WORK REQUEST - In the records below, count every line that contains the word "building" and report only the total.

EXTRACTED ENTRIES -
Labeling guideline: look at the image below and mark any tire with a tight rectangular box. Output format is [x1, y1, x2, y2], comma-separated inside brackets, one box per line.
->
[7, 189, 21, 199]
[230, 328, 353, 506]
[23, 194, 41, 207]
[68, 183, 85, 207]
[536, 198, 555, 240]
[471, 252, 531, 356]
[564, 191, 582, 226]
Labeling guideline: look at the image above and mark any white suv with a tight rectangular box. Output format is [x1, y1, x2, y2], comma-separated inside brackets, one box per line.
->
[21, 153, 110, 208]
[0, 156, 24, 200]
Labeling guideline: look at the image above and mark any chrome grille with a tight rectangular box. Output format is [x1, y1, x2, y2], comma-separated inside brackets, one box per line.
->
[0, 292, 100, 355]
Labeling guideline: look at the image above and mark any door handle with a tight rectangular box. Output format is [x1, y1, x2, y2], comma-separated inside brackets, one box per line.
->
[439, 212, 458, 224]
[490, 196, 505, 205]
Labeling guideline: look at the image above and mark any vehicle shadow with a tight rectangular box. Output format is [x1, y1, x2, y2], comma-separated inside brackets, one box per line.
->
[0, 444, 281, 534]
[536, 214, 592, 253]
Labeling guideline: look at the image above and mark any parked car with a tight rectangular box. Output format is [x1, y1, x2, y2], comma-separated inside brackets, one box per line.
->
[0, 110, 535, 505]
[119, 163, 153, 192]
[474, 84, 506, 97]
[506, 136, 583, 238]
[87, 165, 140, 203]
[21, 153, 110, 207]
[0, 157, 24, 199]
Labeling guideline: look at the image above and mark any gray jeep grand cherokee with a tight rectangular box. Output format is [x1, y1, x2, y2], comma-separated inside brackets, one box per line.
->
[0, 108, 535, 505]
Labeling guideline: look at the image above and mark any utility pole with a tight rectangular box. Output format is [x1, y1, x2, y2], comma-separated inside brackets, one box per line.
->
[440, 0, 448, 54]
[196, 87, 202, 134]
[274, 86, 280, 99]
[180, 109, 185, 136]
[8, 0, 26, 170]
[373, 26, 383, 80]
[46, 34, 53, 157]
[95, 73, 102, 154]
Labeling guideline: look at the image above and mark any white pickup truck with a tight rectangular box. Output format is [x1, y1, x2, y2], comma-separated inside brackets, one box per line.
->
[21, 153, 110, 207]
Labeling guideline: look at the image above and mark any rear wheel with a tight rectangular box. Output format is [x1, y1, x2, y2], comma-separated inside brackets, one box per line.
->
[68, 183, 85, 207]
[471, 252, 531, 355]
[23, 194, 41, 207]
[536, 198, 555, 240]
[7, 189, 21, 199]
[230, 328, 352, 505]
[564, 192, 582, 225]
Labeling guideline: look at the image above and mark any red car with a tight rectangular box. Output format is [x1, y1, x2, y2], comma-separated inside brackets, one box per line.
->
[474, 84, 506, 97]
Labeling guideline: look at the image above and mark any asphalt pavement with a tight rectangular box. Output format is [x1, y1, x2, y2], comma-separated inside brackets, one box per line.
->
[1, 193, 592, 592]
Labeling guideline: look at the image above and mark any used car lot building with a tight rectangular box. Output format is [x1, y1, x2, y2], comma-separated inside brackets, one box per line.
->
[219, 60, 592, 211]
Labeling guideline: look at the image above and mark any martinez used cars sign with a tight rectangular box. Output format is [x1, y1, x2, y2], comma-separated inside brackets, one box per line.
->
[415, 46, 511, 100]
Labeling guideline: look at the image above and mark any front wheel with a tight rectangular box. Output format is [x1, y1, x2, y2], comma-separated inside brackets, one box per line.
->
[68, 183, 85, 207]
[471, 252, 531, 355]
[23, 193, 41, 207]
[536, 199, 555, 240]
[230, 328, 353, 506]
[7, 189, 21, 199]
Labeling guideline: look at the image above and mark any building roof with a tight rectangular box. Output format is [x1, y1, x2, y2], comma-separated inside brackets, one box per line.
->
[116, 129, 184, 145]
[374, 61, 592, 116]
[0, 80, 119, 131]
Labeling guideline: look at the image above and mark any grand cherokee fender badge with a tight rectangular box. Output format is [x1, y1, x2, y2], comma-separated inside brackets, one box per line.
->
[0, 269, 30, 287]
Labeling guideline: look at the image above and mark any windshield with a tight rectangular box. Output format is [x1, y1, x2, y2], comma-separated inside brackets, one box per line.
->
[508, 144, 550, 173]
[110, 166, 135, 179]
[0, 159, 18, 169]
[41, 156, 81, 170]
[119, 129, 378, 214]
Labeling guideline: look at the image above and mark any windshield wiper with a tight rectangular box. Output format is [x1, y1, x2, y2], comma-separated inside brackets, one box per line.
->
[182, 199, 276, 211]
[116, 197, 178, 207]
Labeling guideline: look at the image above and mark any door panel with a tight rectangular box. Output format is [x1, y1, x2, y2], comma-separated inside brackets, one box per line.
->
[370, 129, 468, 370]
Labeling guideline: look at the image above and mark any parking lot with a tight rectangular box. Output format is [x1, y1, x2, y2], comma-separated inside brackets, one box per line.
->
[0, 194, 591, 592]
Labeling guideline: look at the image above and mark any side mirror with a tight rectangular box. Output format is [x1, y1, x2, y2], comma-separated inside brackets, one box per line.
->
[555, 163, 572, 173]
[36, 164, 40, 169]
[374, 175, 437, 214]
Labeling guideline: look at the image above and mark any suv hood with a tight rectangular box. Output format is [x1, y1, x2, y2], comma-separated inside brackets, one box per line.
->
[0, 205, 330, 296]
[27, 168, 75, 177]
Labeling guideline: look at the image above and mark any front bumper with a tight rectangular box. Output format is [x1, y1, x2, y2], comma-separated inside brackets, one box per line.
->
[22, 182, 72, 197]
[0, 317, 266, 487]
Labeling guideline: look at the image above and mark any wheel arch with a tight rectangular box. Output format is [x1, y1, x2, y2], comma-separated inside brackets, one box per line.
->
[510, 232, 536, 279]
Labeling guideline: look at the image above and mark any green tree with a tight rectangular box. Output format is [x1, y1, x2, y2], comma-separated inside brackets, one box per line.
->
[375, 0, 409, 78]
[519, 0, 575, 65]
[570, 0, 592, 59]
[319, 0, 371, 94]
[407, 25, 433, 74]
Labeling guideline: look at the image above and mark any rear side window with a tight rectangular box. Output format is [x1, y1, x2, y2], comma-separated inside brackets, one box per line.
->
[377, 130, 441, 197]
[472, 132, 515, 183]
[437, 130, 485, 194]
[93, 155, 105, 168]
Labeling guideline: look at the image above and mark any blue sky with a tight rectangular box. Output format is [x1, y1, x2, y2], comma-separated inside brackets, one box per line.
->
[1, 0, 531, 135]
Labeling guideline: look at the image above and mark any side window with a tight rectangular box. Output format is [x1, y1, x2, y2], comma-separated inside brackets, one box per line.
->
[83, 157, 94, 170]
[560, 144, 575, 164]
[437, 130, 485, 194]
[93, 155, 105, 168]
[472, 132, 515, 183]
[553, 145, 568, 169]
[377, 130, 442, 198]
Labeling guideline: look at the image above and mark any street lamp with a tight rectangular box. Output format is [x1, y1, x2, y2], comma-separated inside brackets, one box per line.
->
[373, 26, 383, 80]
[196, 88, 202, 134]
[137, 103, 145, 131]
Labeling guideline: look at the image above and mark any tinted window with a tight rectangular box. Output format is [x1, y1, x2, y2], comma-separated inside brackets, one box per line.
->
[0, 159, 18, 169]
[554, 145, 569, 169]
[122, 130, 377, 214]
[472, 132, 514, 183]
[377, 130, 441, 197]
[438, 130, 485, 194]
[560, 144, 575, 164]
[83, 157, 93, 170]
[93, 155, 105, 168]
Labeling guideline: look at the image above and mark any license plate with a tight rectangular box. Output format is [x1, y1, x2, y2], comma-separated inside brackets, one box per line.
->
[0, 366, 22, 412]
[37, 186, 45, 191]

ANSWER SPACE - 2